(小問 A):
変革牽引人材の育成に関する文章を読み、次の問いに答えよ。
(i) 「個人偏重型」とされるのは、どの能力が高く、どの能力が低い場合か。
(ii) 「個人軽視型」の場合に実施するものとして挙げられているのは何か。
(iii) 育成すべき人材像が企業によって異なるのは、何が企業によって異なるためか。
##### 提供文章
上記のような能力を測定することで、次のような育成プランを立てることができるでしょう。

例1 :個を活かす能力は高いがチームを形成し牽引する能力が低い「個人偏重型」の場合

チーム単位での改革プロジェクトの推進等を通じてリーダーシップを養う

例2 :チームを形成し牽引する能力は高いが個を活かす能力が低い「個人軽視型」の場合

シーン別のコーチングアプローチ50本マラソンを実施。コーチングトレーニングを積む

知識だけではない、生きた変革牽引力を目指して

ひと口に「変革牽引人材の育成」と言っても、どの部分に変革が必要なのかは企業によって異なるため、育成すべき人材像も異なります。さらに、対象となる人材が現在どのような状態にあるかによって、育成の内容や手法も様々であることがおわかりいただけたのではないでしょうか。

JMAの提供する「変革リーダー育成」関連プログラムでは、以下のようなことが可能です。
##########
(小問 B): エントリのうち「covered」という語を含む行を、すべて列挙してください。
##### 提供データ
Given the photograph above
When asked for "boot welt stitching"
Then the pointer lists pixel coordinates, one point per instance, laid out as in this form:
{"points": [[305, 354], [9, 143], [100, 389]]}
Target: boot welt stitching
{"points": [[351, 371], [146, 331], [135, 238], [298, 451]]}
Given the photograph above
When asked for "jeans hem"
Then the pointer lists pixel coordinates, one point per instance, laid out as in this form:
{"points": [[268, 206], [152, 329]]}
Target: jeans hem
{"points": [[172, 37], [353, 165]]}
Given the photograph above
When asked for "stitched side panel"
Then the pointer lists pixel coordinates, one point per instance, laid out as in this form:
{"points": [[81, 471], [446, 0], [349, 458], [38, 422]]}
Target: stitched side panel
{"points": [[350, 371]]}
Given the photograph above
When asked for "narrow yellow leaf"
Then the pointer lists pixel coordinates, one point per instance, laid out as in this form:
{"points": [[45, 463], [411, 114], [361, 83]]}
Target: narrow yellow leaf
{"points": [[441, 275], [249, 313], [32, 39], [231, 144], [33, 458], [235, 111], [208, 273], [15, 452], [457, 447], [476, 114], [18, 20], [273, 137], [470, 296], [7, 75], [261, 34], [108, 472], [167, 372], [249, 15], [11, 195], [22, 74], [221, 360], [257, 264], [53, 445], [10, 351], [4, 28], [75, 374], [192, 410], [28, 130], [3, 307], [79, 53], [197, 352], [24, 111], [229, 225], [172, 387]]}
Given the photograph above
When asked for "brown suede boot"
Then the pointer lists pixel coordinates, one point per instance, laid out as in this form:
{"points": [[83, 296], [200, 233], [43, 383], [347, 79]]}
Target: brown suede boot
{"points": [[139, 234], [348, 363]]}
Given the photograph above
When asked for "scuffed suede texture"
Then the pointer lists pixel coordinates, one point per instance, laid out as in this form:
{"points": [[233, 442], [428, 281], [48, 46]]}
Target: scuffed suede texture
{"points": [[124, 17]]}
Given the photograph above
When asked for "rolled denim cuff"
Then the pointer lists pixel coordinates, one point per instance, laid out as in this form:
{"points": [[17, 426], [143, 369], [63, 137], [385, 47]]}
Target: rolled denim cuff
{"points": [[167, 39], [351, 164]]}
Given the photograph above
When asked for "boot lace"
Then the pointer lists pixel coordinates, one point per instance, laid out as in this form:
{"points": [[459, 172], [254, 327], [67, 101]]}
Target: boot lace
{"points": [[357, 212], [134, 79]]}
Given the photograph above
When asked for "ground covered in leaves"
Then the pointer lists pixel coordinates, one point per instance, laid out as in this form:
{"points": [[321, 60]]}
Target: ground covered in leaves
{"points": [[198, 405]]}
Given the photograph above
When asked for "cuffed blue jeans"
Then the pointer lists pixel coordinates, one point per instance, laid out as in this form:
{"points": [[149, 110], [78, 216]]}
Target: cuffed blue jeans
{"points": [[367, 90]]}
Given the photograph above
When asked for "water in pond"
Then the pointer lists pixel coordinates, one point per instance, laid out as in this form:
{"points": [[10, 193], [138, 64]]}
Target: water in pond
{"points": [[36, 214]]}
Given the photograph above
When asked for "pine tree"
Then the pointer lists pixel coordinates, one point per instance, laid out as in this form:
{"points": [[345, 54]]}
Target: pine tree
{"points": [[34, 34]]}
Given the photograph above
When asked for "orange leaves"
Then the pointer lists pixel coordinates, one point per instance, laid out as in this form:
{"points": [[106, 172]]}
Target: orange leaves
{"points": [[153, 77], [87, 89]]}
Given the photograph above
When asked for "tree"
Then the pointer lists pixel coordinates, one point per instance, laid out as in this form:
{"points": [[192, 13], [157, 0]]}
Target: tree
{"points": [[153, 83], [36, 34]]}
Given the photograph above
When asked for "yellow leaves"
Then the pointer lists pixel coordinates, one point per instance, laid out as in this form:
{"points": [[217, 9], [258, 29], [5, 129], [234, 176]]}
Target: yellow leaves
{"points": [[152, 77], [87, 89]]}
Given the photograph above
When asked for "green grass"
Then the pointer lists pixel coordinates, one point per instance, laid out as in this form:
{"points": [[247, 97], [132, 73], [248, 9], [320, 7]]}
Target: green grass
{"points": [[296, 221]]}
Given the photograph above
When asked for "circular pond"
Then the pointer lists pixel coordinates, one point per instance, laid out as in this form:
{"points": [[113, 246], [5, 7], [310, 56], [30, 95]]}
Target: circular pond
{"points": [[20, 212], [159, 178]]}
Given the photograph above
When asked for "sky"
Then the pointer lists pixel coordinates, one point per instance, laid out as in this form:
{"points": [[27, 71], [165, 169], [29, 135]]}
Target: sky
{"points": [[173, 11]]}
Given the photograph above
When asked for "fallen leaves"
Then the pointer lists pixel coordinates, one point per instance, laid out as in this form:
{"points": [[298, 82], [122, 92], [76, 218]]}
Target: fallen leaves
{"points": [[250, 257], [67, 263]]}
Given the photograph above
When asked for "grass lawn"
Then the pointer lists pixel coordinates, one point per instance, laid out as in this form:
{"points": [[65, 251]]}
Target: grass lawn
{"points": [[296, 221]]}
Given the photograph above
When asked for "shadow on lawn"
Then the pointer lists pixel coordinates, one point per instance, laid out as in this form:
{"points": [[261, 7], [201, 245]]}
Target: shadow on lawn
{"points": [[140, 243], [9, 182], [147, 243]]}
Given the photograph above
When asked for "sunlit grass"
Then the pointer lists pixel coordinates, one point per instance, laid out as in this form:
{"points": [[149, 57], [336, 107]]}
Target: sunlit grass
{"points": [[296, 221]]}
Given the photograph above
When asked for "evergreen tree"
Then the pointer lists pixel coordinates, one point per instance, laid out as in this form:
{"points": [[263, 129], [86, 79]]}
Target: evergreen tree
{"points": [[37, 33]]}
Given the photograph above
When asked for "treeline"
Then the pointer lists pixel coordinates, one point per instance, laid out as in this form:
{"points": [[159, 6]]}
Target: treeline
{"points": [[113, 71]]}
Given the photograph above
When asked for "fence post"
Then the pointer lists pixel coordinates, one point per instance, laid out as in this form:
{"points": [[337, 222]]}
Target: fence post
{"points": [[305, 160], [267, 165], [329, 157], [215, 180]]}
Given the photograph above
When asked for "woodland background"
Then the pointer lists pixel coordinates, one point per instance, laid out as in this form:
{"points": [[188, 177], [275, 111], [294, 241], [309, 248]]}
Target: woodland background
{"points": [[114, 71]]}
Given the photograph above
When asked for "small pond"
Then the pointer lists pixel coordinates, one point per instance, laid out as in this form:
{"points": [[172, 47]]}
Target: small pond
##########
(解答 A):
(i) 個を活かす能力は高いが、チームを形成し牽引する能力が低い場合。
(ii) シーン別のコーチングアプローチ50本マラソン。
(iii) どの部分に変革が必要なのか。

(解答 B):
When asked for "ground covered in leaves"
Target: ground covered in leaves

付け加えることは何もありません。